_TRAVAIL À FAIRE_. Dans le texte sur l'évaluation des forces du Pacte de Varsovie, qui contrôle la compilation de «The Military Balance» ?

_TEXTE RETENU_.
II n'y a pas si longtemps, – début octobre 1985, – le State Department répondit à cette question d'une sous-commission de la Chambre des Représentants du Congrès: «Si une guerre éclate, jusqu'à quel point les Soviétiques peuvent-ils compter sur la fidélité politique des forces des pays est-européens?». La réponse fut celle-ci: «Nous ne pouvons spéculer sur l'évaluation que font les Soviétiques de la fidélité de leurs alliés. De notre point de vue, nous devons prévoir que les forces est-européennes du Pacte de Varsovie participeront pleinement (fully) [à un conflit] au côté de l'Union Soviétique». Cette manière singulière d'expédier un élément d'incertitude si fondamental sur les capacités réelles du Pacte de Varsovie est caractéristique des méthodes d'évaluation des experts. II ne faut pas soupçonner un complot pour favoriser des orientations politiques. II y a plutôt un amoncellement de procédures bureaucratiques qui verrouillent un état d'esprit et rencontrent les orientations générales du pouvoir politique. On le constate avec le changement amorcé depuis que le traité INF est acquis; c'est-à-dire, depuis qu'il devient politiquement impératif de montrer que l'OTAN et l'Europe ne sont pas si inférieurs au Pacte de Varsovie qu'il y paraissait jusqu'alors. Si une atténuation sensible de l'évaluation commune selon laquelle le Pacte est très supérieur au niveau conventionnel était démontrée durant cette période de la fin de 1987/début 1988, la ratification du traité INF par le Sénat des Etats-Unis serait beaucoup plus difficile.

Le cas du prestigieux IISS de Londres est exemplaire. «Dans le passé» écrit Karen DeYoung (1), «l'Institut préférait laisser parler les chiffres d'eux-mêmes (...) Pourtant, l'Institut estime maintenant que sa description d'une supériorité massive (du Pacte de Varsovie) a été mal interprétée par une partie du monde politique». L'IISS a donc décidé de donner une interprétation. «Nous avons commencé par mettre en évidence les 999 cas où la seule comptabilité ne donne pas une réponse sensée» dit John Cross, qui contrôle la compilation de «The Military Balance». «Si le but est de répondre à la question: qui va gagner?, alors la réponse consiste en 5000 pages d'imprimante avec en général cette phrase: Eh bien, cela dépend». Tout cela paraît logique, - d'ailleurs si logique que c'en est du bon sens. II n'y guère d'exemples dans l'Histoire où le vainqueur d'une guerre puisse apparaître, avant le déclenchement de celle-ci, dans la seule comptabilité. La guerre est le désordre, la comptabilité des évaluations est l'ordre rationnel des experts. II y a incompatibilité. Mais on s'étonne pour ce qui concerne notre situation des rapports Pacte-OTAN qu'on le découvre aujourd'hui: honnêteté scientifique ou opportunité politique? Les deux sans doute, puisque les deux se confondent. Mais surtout: un état d'esprit. L'Histoire donne d'ailleurs des indications.

_LIGNES_.

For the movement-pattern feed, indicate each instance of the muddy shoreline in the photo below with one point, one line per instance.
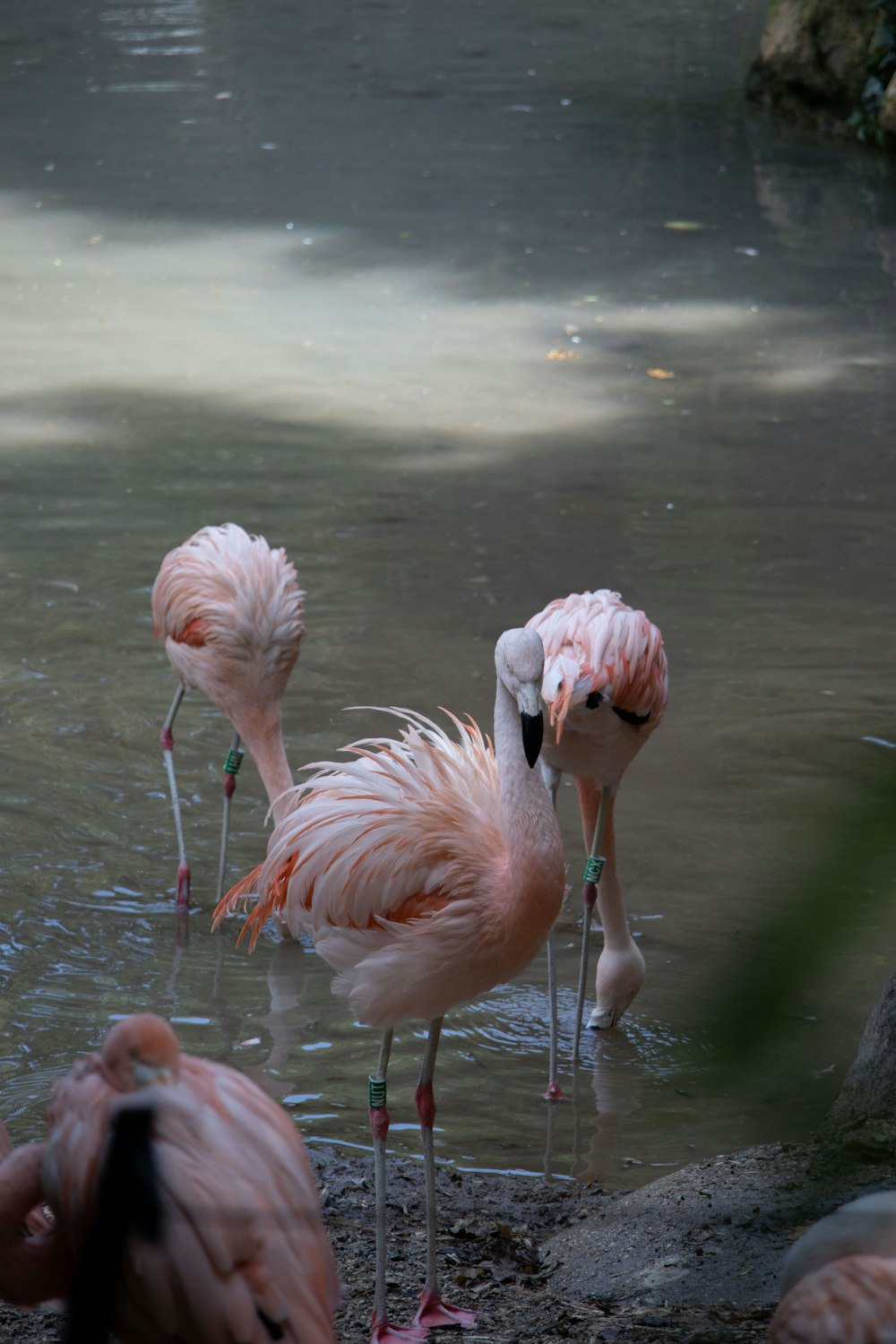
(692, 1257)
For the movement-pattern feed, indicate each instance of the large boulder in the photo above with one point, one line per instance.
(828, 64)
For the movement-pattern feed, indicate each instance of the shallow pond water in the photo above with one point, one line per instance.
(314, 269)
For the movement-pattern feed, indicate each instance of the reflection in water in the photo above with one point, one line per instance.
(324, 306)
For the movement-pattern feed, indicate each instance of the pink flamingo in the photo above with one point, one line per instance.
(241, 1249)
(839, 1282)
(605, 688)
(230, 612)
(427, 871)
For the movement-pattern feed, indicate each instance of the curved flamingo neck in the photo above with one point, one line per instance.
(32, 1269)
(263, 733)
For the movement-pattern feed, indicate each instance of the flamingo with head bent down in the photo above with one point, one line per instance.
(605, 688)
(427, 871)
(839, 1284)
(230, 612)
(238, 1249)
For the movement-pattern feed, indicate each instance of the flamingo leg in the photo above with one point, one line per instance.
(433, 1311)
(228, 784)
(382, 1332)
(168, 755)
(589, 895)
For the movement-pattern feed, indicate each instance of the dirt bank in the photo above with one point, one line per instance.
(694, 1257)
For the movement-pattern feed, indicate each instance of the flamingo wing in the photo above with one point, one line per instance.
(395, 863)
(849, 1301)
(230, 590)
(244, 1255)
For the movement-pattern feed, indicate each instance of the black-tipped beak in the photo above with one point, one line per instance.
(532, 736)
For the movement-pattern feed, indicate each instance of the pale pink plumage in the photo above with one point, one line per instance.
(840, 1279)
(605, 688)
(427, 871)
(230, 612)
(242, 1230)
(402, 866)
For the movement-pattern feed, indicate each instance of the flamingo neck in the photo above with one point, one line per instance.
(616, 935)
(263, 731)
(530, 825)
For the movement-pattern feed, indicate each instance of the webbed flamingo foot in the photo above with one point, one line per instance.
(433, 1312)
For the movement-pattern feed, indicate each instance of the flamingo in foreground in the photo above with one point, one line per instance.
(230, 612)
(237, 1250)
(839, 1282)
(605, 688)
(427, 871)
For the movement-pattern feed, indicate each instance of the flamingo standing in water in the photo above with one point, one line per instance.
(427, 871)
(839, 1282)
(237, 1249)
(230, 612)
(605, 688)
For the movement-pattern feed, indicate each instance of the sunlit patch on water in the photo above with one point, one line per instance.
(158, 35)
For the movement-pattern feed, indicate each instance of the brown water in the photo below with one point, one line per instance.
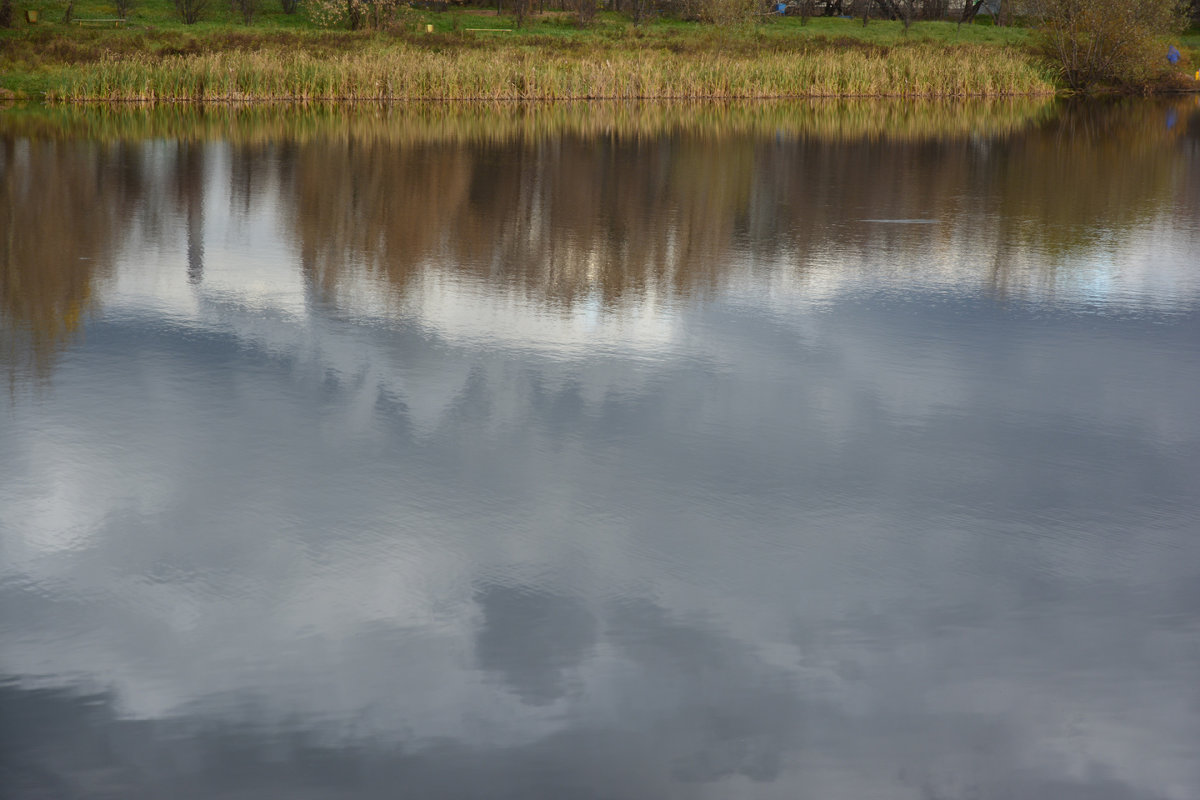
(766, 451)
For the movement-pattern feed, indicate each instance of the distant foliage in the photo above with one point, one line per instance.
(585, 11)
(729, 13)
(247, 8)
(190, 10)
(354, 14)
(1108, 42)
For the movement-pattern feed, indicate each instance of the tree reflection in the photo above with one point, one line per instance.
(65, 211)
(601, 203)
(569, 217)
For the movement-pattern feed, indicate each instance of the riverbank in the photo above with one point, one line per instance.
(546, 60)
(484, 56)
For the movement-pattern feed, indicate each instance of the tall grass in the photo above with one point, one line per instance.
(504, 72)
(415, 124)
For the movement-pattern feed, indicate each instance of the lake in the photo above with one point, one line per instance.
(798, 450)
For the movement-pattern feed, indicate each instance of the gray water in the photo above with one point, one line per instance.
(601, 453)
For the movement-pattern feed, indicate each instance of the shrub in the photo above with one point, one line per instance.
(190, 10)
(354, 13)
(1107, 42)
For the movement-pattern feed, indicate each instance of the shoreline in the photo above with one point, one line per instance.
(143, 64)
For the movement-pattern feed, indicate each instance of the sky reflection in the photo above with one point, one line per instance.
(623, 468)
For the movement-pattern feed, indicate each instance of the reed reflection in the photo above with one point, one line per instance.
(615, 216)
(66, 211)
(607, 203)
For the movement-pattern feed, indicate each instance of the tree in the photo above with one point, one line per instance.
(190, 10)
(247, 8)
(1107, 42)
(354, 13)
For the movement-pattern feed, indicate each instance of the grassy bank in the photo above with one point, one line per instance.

_RÉSULTAT_. John Cross.